_Exercise description_
Set down, unchanged and with nothing else, the stretch of items below from the line containing "This trail-cam photo was taken at dusk. Identify person" through the line containing "[149,38,173,46]".

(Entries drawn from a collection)
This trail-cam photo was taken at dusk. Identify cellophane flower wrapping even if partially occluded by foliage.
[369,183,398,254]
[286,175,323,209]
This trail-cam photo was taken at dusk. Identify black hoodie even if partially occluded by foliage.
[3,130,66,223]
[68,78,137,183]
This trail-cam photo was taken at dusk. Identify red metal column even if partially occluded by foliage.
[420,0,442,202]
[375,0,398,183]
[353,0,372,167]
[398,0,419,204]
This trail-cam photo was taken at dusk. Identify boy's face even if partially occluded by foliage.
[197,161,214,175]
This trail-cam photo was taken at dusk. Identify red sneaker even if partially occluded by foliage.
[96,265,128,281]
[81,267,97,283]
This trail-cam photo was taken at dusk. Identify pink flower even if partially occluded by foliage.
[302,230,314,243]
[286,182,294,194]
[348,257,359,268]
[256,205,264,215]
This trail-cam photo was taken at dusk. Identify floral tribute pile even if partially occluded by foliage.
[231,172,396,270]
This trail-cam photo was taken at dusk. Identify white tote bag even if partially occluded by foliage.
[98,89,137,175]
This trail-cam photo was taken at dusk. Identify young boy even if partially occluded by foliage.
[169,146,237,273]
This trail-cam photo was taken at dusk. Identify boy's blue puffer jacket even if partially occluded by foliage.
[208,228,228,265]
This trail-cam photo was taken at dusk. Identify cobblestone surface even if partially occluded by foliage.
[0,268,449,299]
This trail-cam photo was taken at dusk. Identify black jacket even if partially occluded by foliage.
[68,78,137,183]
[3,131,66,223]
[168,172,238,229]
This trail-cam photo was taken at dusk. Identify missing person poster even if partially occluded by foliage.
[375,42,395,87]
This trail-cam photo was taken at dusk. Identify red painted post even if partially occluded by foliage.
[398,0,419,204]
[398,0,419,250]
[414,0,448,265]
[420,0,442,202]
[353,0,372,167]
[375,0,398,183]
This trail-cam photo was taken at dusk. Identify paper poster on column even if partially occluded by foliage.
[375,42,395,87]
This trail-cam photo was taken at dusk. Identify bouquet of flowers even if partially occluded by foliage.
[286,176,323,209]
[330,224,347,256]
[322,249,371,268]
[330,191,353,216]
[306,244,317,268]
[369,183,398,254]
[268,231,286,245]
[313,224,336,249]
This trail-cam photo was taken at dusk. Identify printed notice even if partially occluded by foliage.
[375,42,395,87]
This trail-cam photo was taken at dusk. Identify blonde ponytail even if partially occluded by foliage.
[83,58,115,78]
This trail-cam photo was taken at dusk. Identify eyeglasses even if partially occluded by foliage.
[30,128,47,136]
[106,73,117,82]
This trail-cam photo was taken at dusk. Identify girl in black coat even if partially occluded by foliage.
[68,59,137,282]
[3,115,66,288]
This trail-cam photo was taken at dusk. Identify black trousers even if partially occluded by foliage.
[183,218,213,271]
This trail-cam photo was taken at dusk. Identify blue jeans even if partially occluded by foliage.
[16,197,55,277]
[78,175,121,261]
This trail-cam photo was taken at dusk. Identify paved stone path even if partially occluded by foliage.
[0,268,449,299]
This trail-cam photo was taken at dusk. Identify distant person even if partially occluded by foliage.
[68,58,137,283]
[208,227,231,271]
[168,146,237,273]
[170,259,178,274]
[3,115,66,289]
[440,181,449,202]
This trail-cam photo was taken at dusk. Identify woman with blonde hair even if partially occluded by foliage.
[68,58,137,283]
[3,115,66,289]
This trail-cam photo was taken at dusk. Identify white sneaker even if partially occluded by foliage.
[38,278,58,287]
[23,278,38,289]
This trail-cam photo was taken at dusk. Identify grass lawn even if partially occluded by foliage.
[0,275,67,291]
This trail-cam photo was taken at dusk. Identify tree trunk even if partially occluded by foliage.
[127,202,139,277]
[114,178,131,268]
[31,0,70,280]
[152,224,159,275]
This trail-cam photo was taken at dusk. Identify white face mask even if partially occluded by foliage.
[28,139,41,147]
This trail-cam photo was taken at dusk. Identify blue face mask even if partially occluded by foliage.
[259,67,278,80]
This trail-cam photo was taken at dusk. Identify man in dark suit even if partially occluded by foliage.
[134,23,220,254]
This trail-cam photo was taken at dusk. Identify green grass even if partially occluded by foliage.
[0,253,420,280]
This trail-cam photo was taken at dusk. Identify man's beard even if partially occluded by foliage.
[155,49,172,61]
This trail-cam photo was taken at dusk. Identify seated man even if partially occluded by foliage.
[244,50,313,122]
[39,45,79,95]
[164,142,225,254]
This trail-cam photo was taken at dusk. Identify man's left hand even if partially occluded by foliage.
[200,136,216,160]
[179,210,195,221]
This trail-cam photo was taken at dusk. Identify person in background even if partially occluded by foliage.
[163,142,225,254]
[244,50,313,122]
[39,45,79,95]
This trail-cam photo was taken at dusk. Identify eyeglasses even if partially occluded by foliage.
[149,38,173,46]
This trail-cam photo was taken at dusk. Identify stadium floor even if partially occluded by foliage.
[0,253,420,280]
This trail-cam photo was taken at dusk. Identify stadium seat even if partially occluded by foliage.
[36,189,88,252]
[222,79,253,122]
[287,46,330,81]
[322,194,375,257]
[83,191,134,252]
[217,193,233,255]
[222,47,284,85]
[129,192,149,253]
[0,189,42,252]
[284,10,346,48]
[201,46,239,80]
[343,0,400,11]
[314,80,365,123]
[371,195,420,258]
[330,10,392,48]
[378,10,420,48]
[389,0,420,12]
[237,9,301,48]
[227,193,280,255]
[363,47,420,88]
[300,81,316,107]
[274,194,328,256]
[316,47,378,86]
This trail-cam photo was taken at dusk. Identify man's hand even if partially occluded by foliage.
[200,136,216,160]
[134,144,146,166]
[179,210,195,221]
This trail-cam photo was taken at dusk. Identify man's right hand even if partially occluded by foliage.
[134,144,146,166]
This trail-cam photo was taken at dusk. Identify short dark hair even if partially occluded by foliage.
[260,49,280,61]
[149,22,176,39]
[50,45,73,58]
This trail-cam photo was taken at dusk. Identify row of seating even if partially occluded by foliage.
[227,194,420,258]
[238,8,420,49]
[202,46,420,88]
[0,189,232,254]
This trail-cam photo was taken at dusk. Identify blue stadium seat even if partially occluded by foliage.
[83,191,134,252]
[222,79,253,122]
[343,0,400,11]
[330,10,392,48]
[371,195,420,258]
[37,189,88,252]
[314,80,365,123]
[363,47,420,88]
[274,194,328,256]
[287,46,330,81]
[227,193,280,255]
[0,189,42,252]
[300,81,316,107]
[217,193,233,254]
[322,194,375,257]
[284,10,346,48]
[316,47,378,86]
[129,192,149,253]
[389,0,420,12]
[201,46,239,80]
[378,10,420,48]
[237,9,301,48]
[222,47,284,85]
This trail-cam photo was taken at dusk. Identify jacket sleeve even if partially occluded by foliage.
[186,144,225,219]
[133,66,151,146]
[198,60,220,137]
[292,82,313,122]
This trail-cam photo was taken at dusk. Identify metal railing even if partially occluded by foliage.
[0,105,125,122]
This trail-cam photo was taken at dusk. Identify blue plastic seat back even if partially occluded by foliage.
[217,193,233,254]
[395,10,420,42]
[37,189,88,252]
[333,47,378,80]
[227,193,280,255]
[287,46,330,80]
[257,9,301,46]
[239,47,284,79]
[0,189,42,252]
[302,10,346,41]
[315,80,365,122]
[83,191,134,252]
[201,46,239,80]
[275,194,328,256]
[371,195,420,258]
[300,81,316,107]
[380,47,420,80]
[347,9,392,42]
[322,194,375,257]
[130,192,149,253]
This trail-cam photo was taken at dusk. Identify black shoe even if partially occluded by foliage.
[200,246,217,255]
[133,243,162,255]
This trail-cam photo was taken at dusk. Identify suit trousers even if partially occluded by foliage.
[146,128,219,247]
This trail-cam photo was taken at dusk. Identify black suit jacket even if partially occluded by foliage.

_Answer to this problem_
This trail-cam photo was taken at dusk. Identify person in background even if partially occluded by foliage.
[163,142,225,254]
[244,50,313,122]
[39,45,79,95]
This trail-cam photo was taken at dusk. Identify eyeglasses even if partially occluded by foliage.
[149,38,173,46]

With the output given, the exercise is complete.